**THE INPUT**:

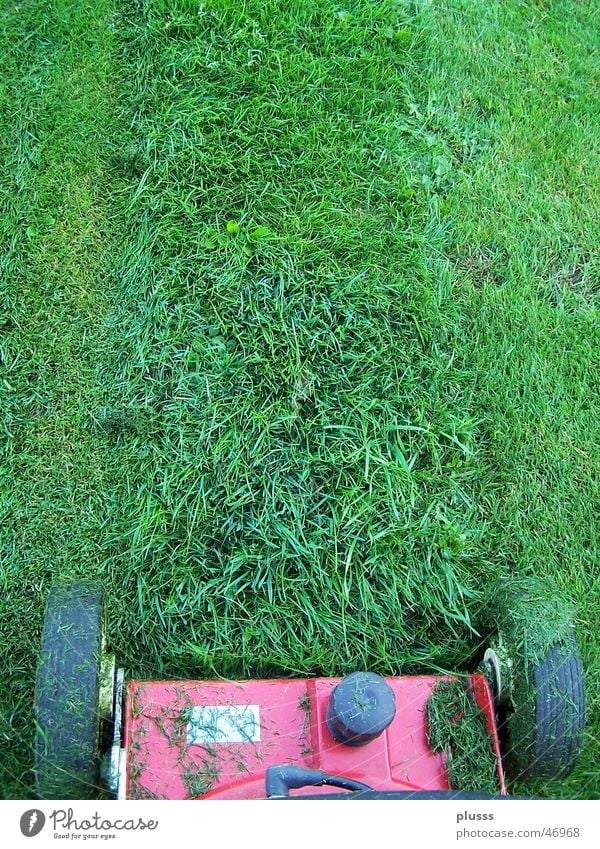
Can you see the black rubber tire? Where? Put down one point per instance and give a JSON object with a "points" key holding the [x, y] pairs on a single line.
{"points": [[544, 729], [67, 749]]}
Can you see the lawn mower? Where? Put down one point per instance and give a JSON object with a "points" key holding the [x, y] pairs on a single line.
{"points": [[360, 736]]}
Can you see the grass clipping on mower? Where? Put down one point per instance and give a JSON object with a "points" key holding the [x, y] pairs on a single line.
{"points": [[456, 726]]}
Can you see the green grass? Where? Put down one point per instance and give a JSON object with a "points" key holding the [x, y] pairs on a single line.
{"points": [[299, 331]]}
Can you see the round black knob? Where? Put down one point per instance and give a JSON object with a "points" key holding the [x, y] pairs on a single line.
{"points": [[360, 708]]}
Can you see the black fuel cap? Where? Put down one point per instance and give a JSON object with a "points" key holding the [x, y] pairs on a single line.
{"points": [[360, 708]]}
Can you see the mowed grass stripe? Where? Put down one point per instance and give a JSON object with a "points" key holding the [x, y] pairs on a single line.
{"points": [[301, 475], [56, 105]]}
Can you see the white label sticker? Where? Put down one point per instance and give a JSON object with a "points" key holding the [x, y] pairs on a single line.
{"points": [[223, 724]]}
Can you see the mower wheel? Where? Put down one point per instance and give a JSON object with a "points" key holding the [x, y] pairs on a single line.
{"points": [[69, 694], [541, 707]]}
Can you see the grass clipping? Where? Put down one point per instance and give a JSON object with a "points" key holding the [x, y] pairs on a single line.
{"points": [[456, 726]]}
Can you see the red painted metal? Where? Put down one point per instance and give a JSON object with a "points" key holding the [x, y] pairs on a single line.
{"points": [[161, 763]]}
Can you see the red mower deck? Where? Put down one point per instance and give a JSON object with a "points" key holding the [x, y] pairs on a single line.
{"points": [[215, 739]]}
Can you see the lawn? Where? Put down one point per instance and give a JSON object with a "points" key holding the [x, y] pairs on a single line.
{"points": [[298, 331]]}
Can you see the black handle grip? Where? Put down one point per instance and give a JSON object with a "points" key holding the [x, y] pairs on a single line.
{"points": [[281, 779]]}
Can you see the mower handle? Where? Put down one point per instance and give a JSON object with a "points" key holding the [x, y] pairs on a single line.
{"points": [[281, 779]]}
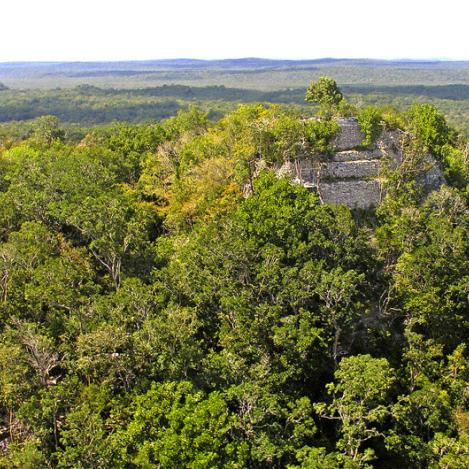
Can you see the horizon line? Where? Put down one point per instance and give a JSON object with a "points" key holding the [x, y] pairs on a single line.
{"points": [[277, 59]]}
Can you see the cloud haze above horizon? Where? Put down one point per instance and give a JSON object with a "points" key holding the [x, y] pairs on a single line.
{"points": [[54, 30]]}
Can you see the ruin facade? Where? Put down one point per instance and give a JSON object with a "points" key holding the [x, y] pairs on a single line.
{"points": [[353, 174]]}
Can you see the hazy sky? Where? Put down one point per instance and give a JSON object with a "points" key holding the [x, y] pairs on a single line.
{"points": [[152, 29]]}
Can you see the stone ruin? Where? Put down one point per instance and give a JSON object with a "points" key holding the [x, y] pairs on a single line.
{"points": [[352, 175]]}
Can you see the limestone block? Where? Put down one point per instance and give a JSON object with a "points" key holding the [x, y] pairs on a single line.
{"points": [[355, 194], [351, 169], [350, 135], [354, 155]]}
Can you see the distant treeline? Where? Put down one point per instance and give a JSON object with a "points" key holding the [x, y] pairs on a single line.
{"points": [[91, 105]]}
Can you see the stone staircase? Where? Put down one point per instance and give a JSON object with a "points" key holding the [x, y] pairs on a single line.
{"points": [[352, 175]]}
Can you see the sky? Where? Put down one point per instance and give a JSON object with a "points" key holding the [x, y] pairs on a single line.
{"points": [[82, 30]]}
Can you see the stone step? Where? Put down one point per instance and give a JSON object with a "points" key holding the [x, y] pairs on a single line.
{"points": [[357, 169], [355, 194], [357, 155]]}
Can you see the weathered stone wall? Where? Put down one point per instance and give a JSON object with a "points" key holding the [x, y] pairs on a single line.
{"points": [[351, 175], [358, 169], [350, 135], [355, 194]]}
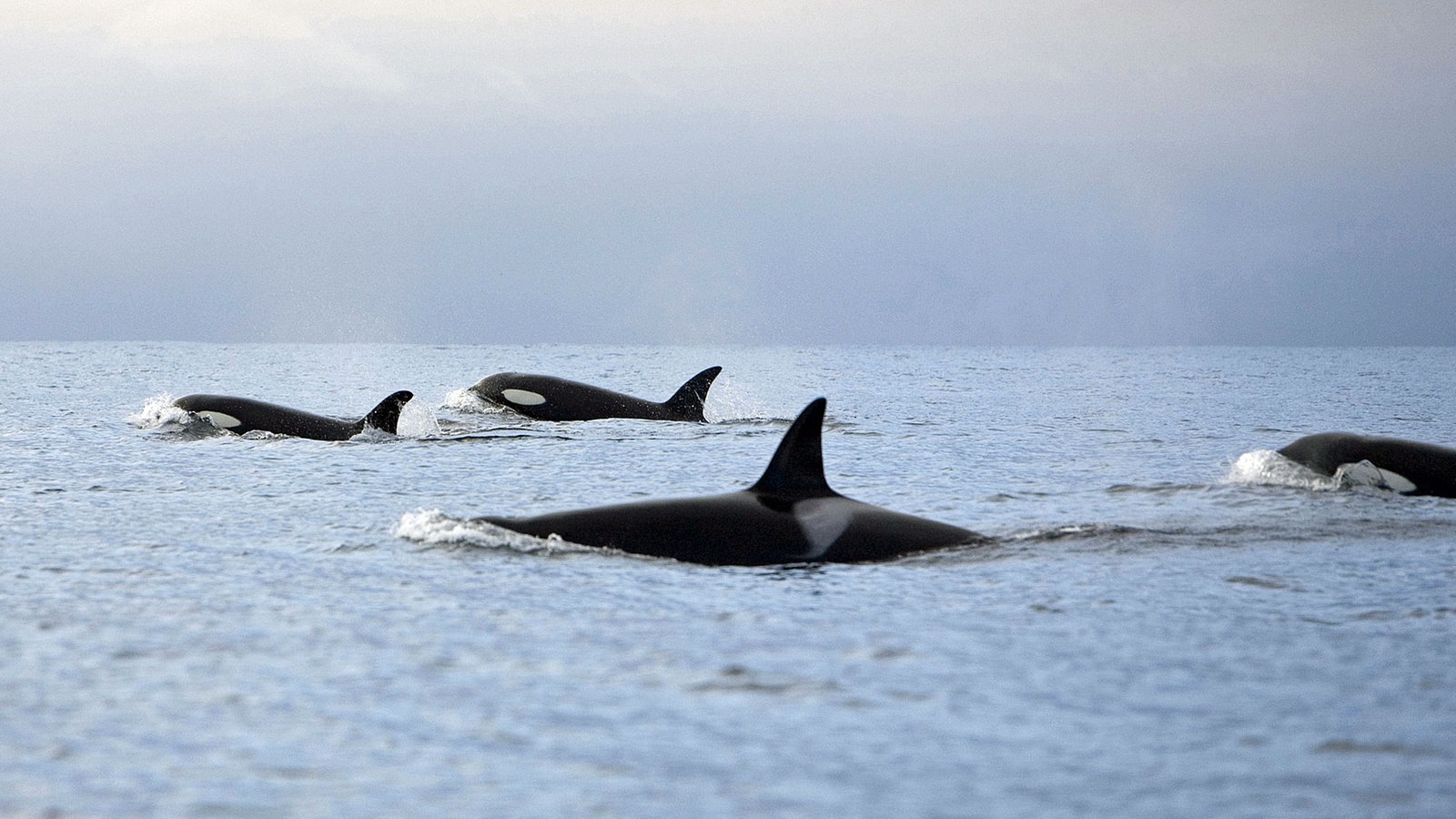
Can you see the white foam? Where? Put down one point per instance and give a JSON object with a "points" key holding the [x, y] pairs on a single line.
{"points": [[157, 411], [417, 420], [434, 528], [1271, 468], [466, 399]]}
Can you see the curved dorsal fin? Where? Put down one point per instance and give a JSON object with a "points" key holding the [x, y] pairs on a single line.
{"points": [[386, 416], [798, 465], [688, 401]]}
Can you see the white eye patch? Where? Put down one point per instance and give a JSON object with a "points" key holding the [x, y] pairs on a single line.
{"points": [[523, 397], [220, 420], [1366, 474]]}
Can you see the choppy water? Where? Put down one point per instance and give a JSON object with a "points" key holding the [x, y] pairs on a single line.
{"points": [[1171, 622]]}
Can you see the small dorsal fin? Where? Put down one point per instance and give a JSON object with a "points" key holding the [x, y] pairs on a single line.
{"points": [[688, 401], [386, 416], [798, 465]]}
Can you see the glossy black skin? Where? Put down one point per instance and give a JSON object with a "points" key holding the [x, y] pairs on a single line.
{"points": [[575, 401], [1431, 468], [754, 526], [288, 421]]}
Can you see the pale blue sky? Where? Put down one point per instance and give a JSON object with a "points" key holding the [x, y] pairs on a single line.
{"points": [[1062, 172]]}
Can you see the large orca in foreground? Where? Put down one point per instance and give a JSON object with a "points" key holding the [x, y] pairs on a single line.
{"points": [[244, 416], [551, 398], [1401, 465], [791, 515]]}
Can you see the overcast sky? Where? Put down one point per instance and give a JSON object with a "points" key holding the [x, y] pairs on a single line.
{"points": [[612, 171]]}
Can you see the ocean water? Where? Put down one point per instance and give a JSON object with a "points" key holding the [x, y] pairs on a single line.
{"points": [[1171, 622]]}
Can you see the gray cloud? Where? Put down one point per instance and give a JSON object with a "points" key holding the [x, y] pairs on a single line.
{"points": [[917, 172]]}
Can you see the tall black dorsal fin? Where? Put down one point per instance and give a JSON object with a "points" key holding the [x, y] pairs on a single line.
{"points": [[386, 416], [798, 465], [688, 402]]}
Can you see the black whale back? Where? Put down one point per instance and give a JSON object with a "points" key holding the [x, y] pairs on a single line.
{"points": [[259, 416], [1431, 467]]}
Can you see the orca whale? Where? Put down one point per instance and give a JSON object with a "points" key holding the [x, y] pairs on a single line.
{"points": [[244, 416], [1401, 465], [790, 515], [550, 398]]}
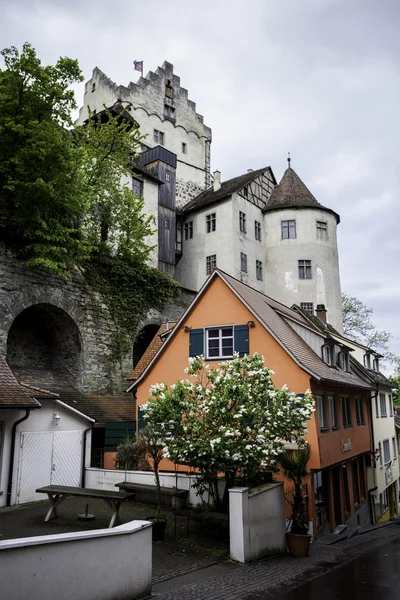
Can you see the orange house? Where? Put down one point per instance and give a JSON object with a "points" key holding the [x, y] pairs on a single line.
{"points": [[228, 316]]}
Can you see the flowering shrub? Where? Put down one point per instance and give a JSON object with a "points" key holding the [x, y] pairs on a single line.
{"points": [[229, 421]]}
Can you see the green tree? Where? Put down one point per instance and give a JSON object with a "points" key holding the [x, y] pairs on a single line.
{"points": [[40, 197], [358, 325], [228, 421], [65, 198]]}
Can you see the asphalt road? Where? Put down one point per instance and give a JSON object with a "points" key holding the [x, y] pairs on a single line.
{"points": [[374, 576]]}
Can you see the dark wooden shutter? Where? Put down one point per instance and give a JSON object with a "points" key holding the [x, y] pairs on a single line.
{"points": [[241, 339], [196, 342], [141, 419]]}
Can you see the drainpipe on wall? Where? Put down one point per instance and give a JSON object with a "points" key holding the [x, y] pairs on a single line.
{"points": [[12, 455], [84, 454]]}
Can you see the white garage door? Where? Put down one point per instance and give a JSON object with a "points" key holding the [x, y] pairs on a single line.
{"points": [[48, 458]]}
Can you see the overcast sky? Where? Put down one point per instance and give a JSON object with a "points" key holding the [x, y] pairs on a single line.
{"points": [[318, 78]]}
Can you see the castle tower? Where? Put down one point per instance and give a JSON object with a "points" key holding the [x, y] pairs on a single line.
{"points": [[166, 116], [302, 264]]}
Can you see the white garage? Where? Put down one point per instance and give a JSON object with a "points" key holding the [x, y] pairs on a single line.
{"points": [[52, 446]]}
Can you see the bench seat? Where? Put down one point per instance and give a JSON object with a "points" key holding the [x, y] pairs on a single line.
{"points": [[176, 498]]}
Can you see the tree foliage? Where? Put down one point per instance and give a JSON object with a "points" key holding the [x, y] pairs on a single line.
{"points": [[65, 195], [357, 324], [229, 420]]}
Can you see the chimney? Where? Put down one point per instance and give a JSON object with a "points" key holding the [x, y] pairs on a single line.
{"points": [[217, 180], [321, 312]]}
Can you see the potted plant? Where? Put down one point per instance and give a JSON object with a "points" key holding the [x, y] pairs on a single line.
{"points": [[151, 438], [294, 464]]}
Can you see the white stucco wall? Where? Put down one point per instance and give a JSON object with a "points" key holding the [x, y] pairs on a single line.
{"points": [[282, 280], [68, 565], [257, 522], [191, 269], [147, 97], [39, 420]]}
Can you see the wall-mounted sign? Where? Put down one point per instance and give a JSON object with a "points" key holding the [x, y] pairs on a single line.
{"points": [[346, 445]]}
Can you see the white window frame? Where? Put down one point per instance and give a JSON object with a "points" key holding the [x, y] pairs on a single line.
{"points": [[211, 263], [159, 137], [211, 222], [386, 455], [242, 222], [322, 230], [305, 268], [322, 412], [243, 262], [288, 227], [259, 273], [220, 338], [382, 404], [333, 412]]}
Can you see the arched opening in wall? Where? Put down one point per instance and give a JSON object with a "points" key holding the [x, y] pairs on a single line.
{"points": [[142, 342], [45, 337]]}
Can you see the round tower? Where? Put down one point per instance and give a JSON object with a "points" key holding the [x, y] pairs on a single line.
{"points": [[302, 262]]}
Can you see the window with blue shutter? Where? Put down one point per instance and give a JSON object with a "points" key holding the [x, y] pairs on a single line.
{"points": [[241, 337], [141, 419], [196, 342]]}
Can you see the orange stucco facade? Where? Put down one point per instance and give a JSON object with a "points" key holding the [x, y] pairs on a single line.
{"points": [[219, 306]]}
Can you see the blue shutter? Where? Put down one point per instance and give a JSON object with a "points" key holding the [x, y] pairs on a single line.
{"points": [[241, 339], [141, 419], [196, 342]]}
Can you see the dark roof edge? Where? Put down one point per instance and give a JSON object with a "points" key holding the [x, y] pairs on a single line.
{"points": [[291, 207]]}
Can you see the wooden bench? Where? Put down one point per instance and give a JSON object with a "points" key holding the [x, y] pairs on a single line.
{"points": [[58, 493], [176, 498]]}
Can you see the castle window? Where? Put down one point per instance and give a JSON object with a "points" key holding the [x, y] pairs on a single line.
{"points": [[360, 412], [211, 222], [137, 187], [242, 222], [169, 90], [346, 412], [343, 360], [305, 269], [189, 230], [243, 262], [169, 111], [322, 230], [288, 229], [382, 402], [259, 270], [307, 307], [211, 263], [159, 137], [327, 354]]}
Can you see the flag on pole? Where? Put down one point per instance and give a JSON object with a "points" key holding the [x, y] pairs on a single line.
{"points": [[138, 65]]}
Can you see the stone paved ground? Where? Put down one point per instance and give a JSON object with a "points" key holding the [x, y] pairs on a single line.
{"points": [[278, 574]]}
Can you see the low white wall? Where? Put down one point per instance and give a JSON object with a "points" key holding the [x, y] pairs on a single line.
{"points": [[257, 522], [106, 479], [70, 565]]}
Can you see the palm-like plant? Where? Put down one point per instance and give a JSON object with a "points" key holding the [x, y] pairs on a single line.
{"points": [[294, 464]]}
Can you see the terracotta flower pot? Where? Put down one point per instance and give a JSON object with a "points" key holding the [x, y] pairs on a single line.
{"points": [[298, 545]]}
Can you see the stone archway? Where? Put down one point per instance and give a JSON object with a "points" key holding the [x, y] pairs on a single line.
{"points": [[44, 336]]}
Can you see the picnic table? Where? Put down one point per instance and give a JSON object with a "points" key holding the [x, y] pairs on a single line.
{"points": [[58, 493]]}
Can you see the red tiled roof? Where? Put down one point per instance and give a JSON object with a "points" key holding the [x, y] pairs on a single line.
{"points": [[12, 395], [152, 350]]}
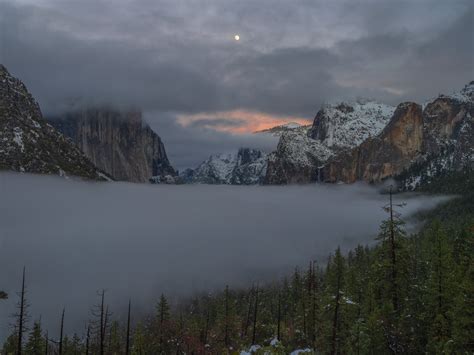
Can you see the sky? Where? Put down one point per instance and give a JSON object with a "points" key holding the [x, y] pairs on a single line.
{"points": [[139, 241], [179, 63]]}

**DESCRIPTION OF THE TASK**: Do not copy pictures. Restate exactly the lines from the one containing "Can you see the flag" through the last line of the records.

**ANSWER BELOW**:
Can you see the flag on pole? Where? Put down one point per instance and give a JSON object with a "points" key holding the [x, y] pairs on a single line.
{"points": [[138, 65]]}
Can you see the stone paved ground? Where? Put down one point per instance and give a JSON object with a "points" key holding the [x, y] pairs on a single line.
{"points": [[278, 574]]}
Can you see the low white wall? Where? Put down one point per instance and give a JSON object with a "points" key holding the [x, y] pairs on a single line.
{"points": [[257, 522], [106, 479], [70, 565]]}
Can you see the palm-like plant? Where? Put down one point per instance and give a JSON object with a "points" key holding the [x, y] pairs on a single line.
{"points": [[294, 464]]}
Can you see the terracotta flower pot? Where? Put down one point per instance and give a JSON object with a "points" key holding the [x, y] pairs on a single line.
{"points": [[298, 545]]}
Can you see the stone archway? Where? Put down one point per instance and give a JSON object with a "points" key holding the [x, y] pairs on a single line.
{"points": [[44, 336]]}
Can you see the picnic table? Where? Put down one point per instance and give a JSON object with a "points" key holding the [x, y] pairs on a single line.
{"points": [[58, 493]]}
Can you see the red tiled roof? Where? Put down one point per instance and give a JSON object with a "points" key holding the [x, y] pairs on a single line.
{"points": [[12, 395], [152, 350]]}
Can you see the sky? Where? Put down one point per instance and give a JSON object with a "points" key holding the [x, y] pairs on a single line.
{"points": [[139, 241], [179, 63]]}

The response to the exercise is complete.